World Cup 2018 Predictions: Group-Stage Projections, Fixtures, Locations, More | Bleacher Report

This photo taken on Monday, April 23, 2018, shows an aerial view of the World Cup Luzhniki stadium with the Moscow River and the State University in the background in Moscow, Russia. The Luzhniki stadium will hold the 2018 World Cup final. (AP Photo/Dmitry Serebryakov)

Dmitry Serebryakov/Associated Press

The 2018 FIFA World Cup kicks off on Thursday as teams finally get their campaigns under way after months of preparation.

The games will take place at 12 different venues spread across Russia, with the opening match and the final being played at the Luzhniki Stadium, Moscow.

Here’s a look at the group fixtures and locations, followed by a closer peek at who might progress to the knockout stages.

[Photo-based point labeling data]
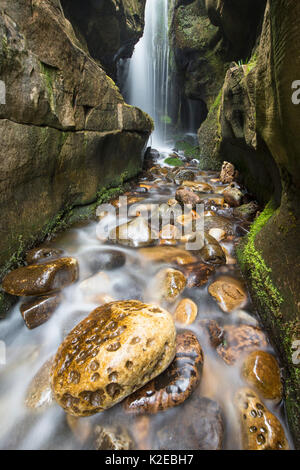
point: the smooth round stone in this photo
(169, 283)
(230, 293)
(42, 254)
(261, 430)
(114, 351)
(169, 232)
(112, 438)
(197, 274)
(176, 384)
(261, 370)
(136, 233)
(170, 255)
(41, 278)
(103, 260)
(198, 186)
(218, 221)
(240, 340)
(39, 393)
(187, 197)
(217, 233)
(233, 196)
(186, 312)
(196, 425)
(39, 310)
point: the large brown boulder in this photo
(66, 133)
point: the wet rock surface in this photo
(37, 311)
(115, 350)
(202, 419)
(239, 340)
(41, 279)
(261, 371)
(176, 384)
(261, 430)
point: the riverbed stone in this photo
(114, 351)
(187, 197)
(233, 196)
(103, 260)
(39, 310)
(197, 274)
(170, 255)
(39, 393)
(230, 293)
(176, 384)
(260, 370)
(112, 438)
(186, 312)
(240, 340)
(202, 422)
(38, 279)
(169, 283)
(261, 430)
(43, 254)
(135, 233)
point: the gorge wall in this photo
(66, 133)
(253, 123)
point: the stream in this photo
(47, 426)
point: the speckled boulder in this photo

▶ Stated goal 1
Reproduce the passage of the World Cup 2018 preview between "The 2018 FIFA" and "the knockout stages.", inclusive, without changing a word.
▶ Stated goal 2
List every place or landmark named in the photo caption that opens the World Cup 2018 preview.

▶ Response 1
The 2018 FIFA World Cup kicks off on Thursday as teams finally get their campaigns under way after months of preparation.

The games will take place at 12 different venues spread across Russia, with the opening match and the final being played at the Luzhniki Stadium, Moscow.

Here’s a look at the group fixtures and locations, followed by a closer peek at who might progress to the knockout stages.

▶ Response 2
- Luzhniki stadium
- Moscow River
- State University
- Moscow
- Russia